**Text section**

++++++++++

Behold the silver chariot at the traffic lights. Its windows are blacked-out, hinting at a secret world within. You wonder who is on board--is it Lady Gaga and her sci-fi wardrobe, or does this inscrutable vehicle harbour Kasabian drying their hair? Whoever is being transported, the tour bus will, for the duration of the current jaunt, be that artist's prison, after-hours bar and entertainment centre. Think "Big Brother" house on wheels. Should the wacky new drummer's quirks start to grate, the unfortunate bunked next to him will likely over-medicate and misbehave. It's handy, then, that the tour bus is also a bit like Vegas. What happens there tends to stay there--dalliances, indiscretions and all.
Was touring by road ever thus? Well, yes and no. Simple space limitations must surely have limited hedonistic endeavours aboard the clapped-out Ford Transits or station wagons that were once de rigueur for beat combos scooting from city to city. Indeed, to read about early tours by Free or Black Sabbath is to encounter musicians who slept draped over bass drums with a Marshall amp up their jacksy if they slept at all. And unlike today's tourers, they didn't have wireless Internet, Grand Theft Auto and Zoolander on DVD to help while away those long hours on the highway.

++++++++++

**Information provided**
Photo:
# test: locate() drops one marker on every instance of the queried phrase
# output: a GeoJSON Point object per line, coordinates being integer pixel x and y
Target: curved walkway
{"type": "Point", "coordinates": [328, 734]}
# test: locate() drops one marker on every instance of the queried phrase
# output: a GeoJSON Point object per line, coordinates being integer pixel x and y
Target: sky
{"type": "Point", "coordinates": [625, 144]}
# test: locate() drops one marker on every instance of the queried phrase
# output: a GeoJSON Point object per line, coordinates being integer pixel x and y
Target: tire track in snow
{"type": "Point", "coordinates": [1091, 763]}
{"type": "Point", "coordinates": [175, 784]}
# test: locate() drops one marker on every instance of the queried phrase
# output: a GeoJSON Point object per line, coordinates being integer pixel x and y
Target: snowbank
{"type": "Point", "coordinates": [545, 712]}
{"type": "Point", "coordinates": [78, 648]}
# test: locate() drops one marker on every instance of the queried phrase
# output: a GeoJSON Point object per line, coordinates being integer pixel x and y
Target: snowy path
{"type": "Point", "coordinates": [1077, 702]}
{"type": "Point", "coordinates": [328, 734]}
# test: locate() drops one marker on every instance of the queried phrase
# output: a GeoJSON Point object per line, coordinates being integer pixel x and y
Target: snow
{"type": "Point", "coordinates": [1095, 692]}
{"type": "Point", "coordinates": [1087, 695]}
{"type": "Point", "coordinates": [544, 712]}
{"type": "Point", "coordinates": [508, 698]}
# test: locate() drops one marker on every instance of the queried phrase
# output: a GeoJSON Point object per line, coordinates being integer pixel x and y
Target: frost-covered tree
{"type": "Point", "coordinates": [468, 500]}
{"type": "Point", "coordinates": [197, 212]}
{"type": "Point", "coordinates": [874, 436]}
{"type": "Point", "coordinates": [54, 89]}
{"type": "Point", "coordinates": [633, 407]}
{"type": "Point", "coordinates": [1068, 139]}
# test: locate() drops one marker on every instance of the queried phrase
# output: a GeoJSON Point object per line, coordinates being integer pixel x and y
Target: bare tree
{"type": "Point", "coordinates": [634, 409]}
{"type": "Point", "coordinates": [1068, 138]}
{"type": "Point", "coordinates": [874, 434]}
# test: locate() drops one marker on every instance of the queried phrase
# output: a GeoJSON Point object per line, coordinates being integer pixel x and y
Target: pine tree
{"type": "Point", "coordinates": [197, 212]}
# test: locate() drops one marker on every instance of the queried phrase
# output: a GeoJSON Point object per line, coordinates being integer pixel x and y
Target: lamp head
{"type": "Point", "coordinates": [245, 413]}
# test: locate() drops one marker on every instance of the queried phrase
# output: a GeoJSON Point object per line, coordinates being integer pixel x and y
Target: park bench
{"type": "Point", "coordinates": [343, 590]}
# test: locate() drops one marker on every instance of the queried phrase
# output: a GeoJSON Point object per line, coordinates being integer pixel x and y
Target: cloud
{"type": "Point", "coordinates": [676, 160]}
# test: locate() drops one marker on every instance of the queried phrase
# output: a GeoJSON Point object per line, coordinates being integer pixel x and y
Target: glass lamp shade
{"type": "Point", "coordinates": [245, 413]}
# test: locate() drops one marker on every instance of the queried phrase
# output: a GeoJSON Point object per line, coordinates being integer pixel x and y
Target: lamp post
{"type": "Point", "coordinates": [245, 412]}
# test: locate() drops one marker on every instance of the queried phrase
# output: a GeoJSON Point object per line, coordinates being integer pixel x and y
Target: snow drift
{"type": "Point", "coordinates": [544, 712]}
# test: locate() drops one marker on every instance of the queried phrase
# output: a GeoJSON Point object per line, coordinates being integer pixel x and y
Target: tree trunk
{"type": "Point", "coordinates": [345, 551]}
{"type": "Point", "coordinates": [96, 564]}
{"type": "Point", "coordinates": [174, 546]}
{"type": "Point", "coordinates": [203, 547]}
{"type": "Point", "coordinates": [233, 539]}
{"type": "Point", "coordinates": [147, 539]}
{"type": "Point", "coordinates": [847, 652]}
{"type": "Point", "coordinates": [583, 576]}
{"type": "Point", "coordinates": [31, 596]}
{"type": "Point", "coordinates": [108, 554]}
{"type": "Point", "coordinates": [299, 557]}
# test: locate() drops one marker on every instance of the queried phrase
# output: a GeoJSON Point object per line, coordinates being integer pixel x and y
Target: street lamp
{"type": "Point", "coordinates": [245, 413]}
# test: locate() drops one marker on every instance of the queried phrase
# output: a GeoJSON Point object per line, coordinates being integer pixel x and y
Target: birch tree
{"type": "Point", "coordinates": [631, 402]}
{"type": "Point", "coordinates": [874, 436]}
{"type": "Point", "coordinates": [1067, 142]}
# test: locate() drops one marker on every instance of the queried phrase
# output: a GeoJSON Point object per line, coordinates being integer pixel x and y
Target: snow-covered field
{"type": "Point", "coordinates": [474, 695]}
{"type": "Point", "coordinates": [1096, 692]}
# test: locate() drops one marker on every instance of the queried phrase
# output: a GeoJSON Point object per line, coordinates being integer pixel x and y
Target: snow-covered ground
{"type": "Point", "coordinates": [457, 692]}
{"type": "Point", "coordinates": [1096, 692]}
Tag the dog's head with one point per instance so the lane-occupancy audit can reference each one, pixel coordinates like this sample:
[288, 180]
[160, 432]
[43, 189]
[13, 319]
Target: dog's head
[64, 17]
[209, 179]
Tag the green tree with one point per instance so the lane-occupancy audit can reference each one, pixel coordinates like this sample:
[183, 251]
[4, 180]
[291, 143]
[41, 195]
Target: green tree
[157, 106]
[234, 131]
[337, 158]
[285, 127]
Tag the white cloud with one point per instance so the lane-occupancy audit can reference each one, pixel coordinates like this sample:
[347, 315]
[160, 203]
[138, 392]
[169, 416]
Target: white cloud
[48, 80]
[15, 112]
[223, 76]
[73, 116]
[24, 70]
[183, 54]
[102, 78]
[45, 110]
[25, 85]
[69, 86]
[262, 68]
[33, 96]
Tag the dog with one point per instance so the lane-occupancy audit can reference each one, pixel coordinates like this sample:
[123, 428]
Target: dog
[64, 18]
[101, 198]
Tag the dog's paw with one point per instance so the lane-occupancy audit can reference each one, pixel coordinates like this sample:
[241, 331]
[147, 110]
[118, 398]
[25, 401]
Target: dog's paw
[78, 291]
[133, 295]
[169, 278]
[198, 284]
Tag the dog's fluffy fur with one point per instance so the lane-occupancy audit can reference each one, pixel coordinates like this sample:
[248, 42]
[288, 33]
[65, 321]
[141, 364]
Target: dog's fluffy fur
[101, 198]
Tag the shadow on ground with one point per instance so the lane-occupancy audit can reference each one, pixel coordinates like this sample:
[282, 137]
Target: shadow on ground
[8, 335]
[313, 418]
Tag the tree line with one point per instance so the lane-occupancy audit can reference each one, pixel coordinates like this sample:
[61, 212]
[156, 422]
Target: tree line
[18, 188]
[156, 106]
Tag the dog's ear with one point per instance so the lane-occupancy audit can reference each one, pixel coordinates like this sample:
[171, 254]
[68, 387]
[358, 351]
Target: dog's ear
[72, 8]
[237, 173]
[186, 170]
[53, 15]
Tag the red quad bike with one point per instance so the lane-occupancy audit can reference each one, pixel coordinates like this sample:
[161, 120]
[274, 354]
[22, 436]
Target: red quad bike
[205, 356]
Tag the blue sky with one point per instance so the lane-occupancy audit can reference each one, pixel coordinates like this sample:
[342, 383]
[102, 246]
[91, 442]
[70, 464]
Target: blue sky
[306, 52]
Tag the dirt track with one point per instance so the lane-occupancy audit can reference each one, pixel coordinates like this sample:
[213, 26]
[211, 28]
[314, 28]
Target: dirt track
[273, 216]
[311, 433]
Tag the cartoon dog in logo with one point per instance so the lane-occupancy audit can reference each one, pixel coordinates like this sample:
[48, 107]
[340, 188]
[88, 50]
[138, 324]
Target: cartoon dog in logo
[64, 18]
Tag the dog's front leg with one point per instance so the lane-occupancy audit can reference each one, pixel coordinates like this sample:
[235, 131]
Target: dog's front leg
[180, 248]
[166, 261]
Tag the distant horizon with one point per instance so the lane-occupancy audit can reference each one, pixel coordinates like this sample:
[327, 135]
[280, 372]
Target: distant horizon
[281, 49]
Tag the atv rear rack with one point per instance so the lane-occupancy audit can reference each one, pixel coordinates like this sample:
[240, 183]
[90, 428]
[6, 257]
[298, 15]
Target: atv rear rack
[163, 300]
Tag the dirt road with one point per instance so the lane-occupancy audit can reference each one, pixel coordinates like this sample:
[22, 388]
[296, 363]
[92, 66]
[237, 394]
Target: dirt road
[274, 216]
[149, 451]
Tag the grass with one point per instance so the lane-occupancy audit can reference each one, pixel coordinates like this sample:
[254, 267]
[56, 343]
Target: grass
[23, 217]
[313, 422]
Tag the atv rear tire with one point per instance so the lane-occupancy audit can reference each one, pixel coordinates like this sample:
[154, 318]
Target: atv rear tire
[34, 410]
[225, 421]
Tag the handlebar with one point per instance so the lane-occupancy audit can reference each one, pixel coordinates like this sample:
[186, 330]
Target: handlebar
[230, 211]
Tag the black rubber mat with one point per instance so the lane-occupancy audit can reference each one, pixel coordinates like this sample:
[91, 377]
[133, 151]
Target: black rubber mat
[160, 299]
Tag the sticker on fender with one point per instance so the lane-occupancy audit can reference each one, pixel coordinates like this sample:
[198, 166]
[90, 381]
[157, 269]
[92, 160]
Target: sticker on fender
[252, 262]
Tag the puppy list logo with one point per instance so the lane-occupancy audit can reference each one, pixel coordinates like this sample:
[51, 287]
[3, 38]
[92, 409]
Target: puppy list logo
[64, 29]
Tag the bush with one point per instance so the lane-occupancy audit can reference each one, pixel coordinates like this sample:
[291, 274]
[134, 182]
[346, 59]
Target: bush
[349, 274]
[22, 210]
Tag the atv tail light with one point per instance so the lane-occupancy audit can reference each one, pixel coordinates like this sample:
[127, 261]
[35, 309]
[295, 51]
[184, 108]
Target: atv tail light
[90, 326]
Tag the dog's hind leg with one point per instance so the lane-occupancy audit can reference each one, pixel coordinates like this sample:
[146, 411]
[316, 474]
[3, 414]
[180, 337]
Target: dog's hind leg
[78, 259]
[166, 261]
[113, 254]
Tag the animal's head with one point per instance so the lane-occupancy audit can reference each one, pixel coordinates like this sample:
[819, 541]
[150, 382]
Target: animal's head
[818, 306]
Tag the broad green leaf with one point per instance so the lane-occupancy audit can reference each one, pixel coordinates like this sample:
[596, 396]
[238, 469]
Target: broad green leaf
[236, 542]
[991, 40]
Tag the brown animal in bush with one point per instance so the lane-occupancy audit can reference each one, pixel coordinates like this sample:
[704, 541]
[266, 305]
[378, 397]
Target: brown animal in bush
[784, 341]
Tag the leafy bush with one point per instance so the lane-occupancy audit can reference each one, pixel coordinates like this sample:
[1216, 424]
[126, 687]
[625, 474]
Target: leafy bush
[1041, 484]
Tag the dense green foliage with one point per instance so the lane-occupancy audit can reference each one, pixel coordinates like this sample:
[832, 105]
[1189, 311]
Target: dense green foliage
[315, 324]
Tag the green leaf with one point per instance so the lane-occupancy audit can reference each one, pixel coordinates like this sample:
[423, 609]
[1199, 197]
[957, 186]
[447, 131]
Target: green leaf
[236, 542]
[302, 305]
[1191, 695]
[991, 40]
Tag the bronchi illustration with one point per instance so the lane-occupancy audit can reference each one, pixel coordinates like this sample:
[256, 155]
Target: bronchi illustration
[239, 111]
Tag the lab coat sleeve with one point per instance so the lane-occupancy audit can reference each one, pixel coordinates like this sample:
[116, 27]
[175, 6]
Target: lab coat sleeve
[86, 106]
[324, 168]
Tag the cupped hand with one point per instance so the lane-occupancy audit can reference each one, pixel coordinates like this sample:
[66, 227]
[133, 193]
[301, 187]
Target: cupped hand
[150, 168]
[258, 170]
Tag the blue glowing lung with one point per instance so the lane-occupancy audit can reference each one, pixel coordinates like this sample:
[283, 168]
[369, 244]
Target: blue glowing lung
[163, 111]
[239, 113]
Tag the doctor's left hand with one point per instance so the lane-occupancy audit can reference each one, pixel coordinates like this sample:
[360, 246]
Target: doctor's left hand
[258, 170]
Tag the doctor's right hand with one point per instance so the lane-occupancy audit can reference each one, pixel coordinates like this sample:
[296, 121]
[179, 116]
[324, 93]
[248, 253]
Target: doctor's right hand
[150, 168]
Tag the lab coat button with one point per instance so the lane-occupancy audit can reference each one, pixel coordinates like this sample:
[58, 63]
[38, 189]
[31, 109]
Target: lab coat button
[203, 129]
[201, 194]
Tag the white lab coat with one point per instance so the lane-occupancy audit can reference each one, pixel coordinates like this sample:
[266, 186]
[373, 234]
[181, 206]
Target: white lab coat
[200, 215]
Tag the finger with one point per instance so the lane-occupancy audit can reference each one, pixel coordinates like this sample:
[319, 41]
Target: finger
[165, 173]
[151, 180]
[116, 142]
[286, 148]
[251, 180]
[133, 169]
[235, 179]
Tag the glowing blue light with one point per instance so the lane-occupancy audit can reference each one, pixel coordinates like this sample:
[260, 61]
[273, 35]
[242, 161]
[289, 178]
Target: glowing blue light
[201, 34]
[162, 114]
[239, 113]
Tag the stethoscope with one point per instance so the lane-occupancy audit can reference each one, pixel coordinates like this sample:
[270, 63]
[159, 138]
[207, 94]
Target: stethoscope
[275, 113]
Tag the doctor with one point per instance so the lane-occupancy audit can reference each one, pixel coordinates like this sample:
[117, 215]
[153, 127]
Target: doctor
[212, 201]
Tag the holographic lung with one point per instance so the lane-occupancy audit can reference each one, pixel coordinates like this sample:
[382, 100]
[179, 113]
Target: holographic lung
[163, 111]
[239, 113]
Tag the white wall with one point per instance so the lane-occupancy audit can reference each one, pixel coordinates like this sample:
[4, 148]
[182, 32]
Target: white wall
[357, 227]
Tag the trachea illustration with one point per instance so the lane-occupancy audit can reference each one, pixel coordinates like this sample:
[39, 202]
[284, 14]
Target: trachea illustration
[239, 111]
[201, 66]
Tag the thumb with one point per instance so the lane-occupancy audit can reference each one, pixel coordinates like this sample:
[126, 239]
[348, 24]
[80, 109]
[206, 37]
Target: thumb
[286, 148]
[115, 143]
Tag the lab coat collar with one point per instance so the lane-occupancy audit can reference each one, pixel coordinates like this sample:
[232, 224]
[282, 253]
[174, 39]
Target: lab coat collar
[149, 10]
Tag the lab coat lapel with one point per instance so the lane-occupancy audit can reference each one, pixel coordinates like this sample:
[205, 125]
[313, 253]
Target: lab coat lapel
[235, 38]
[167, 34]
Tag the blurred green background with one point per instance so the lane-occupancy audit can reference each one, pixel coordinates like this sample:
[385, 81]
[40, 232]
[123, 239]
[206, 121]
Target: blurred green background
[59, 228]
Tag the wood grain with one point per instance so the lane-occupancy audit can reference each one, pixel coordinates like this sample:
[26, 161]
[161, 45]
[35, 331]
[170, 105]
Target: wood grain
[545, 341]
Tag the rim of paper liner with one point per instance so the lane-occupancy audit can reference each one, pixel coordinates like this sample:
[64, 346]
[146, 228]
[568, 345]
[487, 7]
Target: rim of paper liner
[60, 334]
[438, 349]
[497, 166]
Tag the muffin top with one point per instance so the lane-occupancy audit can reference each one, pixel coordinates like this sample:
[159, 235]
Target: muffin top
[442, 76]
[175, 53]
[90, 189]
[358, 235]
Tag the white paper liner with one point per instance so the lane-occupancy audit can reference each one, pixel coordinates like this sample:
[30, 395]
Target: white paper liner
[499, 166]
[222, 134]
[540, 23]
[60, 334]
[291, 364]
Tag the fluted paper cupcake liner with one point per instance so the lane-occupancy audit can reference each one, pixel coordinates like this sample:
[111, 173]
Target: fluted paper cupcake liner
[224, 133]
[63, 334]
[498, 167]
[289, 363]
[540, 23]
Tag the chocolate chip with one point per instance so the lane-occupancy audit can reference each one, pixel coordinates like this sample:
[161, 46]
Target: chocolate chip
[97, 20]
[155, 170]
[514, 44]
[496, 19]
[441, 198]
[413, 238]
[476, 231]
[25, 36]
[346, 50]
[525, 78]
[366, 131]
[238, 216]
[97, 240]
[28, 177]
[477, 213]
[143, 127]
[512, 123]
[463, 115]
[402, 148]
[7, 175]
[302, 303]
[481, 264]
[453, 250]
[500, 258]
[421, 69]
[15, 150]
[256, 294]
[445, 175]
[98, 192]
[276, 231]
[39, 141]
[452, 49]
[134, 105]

++++++++++

**Directions for this task**
Copy out the tour bus text word for word, everything from "Behold the silver" down to "indiscretions and all.".

**Written solution**
Behold the silver chariot at the traffic lights. Its windows are blacked-out, hinting at a secret world within. You wonder who is on board--is it Lady Gaga and her sci-fi wardrobe, or does this inscrutable vehicle harbour Kasabian drying their hair? Whoever is being transported, the tour bus will, for the duration of the current jaunt, be that artist's prison, after-hours bar and entertainment centre. Think "Big Brother" house on wheels. Should the wacky new drummer's quirks start to grate, the unfortunate bunked next to him will likely over-medicate and misbehave. It's handy, then, that the tour bus is also a bit like Vegas. What happens there tends to stay there--dalliances, indiscretions and all.